[BEGIN Page extract]

# Happy New Year! What are you all doing?



## jpranch (Dec 31, 2014)

Wishing all of you a Happy, Healthy New Year! So how will you all spend your New Years Eve?


----------



## mtlogcabin (Dec 31, 2014)

Normally we go up to Big Mountain ski resort for the torchlight parade and fireworks show but since it will be below 0 tonight we will be staying home with the 5 grandchildren all 10 and under. Probably watch the Lego movie for the umpteenth time and a couple of others while snacking on chocolate covered popcorn my wife makes.


----------



## steveray (Dec 31, 2014)

Spending my birthday at Dad's with just a few people....Nice quiet evening.


----------



## jpranch (Dec 31, 2014)

RodeoPatty & I will be at the Camplex Wyoming Center in Gillette. All bulls & bronc's!

View attachment 1119


View attachment 1120


View attachment 1119


View attachment 1120


/monthly_2014_12/10848977_426518317497854_521840887093801214_o.jpg.876498d50781afe8993e513aae7f761b.jpg

/monthly_2014_12/572953d4a4801_BampB.jpg.d16901b30421d565e56d1f8e64090bb5.jpg


----------



## Sifu (Dec 31, 2014)

doing my best to stay up until 10!


----------



## fatboy (Dec 31, 2014)

At home with my wifey, , most likely a movie marathon! Enjoy the frigid weather by being inside.......... 19 below this morning!

Happy New Year Y'all!


----------



## TheCommish (Dec 31, 2014)

sleeping I hope


----------



## pyrguy (Dec 31, 2014)

Happy New Year to all. We are staying home, nice quiet evening. We might make it to 10.


----------



## FM William Burns (Jan 1, 2015)

Cleaning out my office.  If I have not looked at it in a year, it's gone.............giving all the fire collector stuff to the guys......... Safety to all for 2015!!!!!


----------



## Inspector Gift (Jan 2, 2015)

Spent 24 hours hosting a Clean and Sober in Sandy event --which provided a safe place for persons to hangout and fellowship with others who wanted to stay sober during the New Year Festivities before and after.  It was a real blessing to be part of, and even allowed the homeless to have a safe place to stay warm and fed during the sub-freezing night.

Looking forward to a great year ahead!


----------



## fireguy (Jan 3, 2015)

We took Max from a shopping mall to the Schnitz, where we attended the Oregon Symphony rendition of Beethoven's Ninth.  Great concert, but I still think James DePriest was a better conductor.

And the Max does not seem to have the collection of weird people as those found on a  Tri-Met bus.

We worked to and from, so it was a business trip.


----------

[END Page extract]
[BEGIN Dataset extract]

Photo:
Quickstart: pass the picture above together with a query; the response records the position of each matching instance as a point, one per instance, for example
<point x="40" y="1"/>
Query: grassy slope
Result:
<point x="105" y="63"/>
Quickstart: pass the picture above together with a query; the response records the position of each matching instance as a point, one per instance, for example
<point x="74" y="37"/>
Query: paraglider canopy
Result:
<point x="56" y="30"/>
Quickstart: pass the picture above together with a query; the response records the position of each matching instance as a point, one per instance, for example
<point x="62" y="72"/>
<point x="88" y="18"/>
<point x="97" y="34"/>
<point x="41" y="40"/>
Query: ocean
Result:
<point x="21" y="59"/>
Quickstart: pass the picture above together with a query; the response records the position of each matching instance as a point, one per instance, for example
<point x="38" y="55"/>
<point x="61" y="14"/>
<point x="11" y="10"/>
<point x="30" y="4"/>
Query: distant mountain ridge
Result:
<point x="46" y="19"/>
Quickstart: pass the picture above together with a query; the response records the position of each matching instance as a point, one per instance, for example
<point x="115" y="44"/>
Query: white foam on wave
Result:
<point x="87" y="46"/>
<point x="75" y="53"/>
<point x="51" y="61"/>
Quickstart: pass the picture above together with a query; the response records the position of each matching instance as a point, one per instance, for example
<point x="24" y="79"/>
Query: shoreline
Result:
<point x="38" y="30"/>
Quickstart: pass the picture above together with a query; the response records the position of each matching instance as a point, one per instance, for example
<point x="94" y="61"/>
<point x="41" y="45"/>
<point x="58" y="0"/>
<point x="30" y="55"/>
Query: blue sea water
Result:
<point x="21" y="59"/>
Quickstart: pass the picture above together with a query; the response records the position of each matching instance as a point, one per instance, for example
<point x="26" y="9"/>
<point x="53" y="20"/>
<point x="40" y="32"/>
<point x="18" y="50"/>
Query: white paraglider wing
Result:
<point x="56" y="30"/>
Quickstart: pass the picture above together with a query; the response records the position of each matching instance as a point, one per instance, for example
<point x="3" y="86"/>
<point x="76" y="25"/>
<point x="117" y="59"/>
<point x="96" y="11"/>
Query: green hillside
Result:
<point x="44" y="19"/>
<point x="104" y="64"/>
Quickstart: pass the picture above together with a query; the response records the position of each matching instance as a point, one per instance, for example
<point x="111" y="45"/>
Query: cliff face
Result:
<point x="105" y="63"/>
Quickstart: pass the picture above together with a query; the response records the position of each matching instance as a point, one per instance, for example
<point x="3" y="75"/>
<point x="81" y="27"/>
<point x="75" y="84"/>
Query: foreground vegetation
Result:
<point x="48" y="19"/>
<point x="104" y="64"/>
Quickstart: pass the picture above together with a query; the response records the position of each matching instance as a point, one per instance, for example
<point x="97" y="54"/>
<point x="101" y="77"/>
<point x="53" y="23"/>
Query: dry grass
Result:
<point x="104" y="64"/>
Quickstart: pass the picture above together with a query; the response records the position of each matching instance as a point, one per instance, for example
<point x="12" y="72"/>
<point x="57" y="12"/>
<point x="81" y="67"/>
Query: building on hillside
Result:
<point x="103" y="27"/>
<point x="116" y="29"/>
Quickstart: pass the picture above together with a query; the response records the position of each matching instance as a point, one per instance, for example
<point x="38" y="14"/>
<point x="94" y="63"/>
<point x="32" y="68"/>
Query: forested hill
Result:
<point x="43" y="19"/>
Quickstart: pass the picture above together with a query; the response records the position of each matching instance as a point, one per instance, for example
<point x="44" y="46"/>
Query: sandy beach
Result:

[END Dataset extract]
[BEGIN Dataset extract]

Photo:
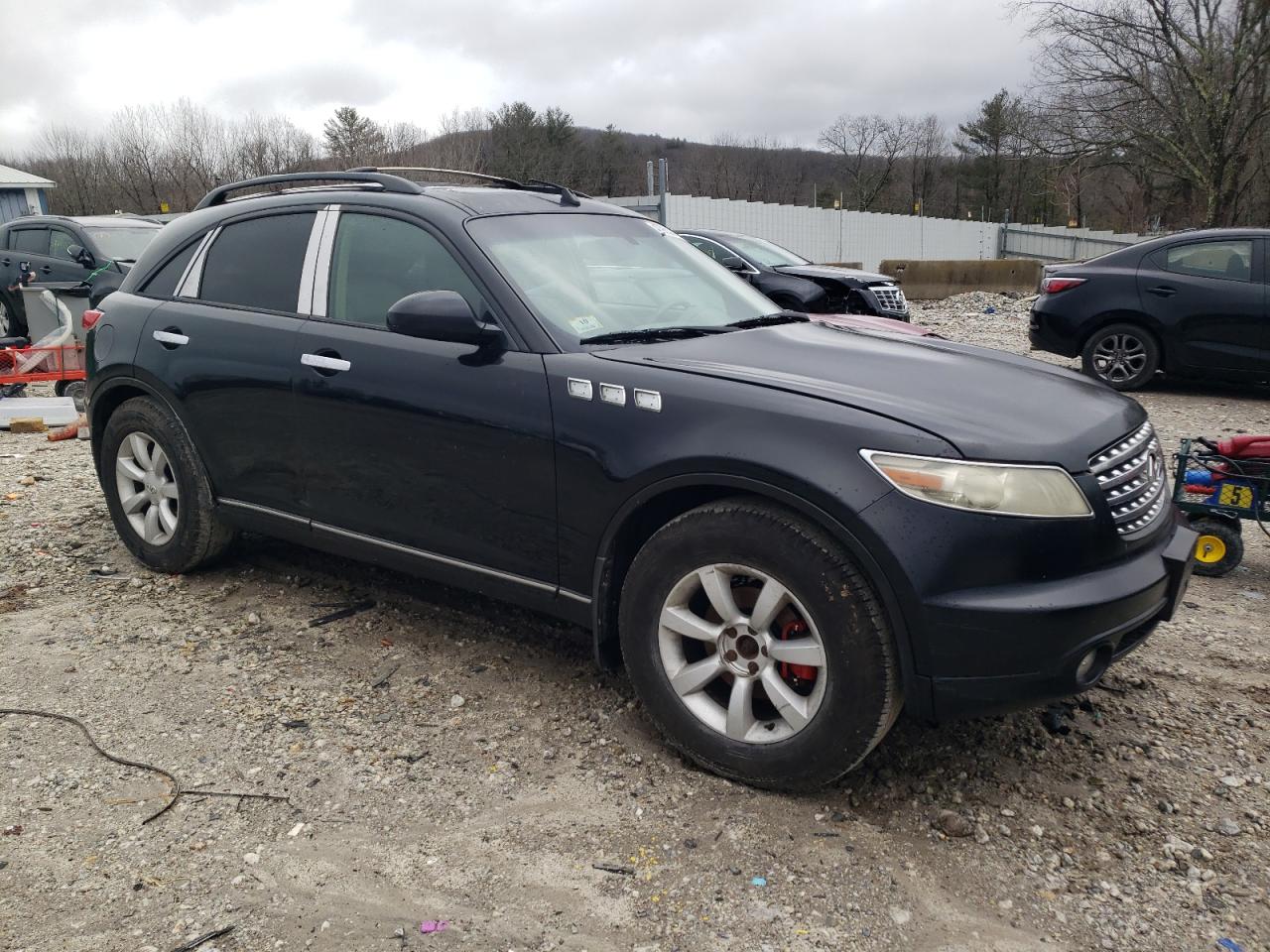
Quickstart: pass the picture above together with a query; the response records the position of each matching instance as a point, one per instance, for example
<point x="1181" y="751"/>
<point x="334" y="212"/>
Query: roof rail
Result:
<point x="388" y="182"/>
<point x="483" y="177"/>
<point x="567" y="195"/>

[END Dataset extract]

▶ [What this task involves]:
Give again, word for word, the stretch of the New Year's Eve thread from "Normally we go" through "steveray (Dec 31, 2014)".

▶ [Solution to the problem]:
Normally we go up to Big Mountain ski resort for the torchlight parade and fireworks show but since it will be below 0 tonight we will be staying home with the 5 grandchildren all 10 and under. Probably watch the Lego movie for the umpteenth time and a couple of others while snacking on chocolate covered popcorn my wife makes.


----------



## steveray (Dec 31, 2014)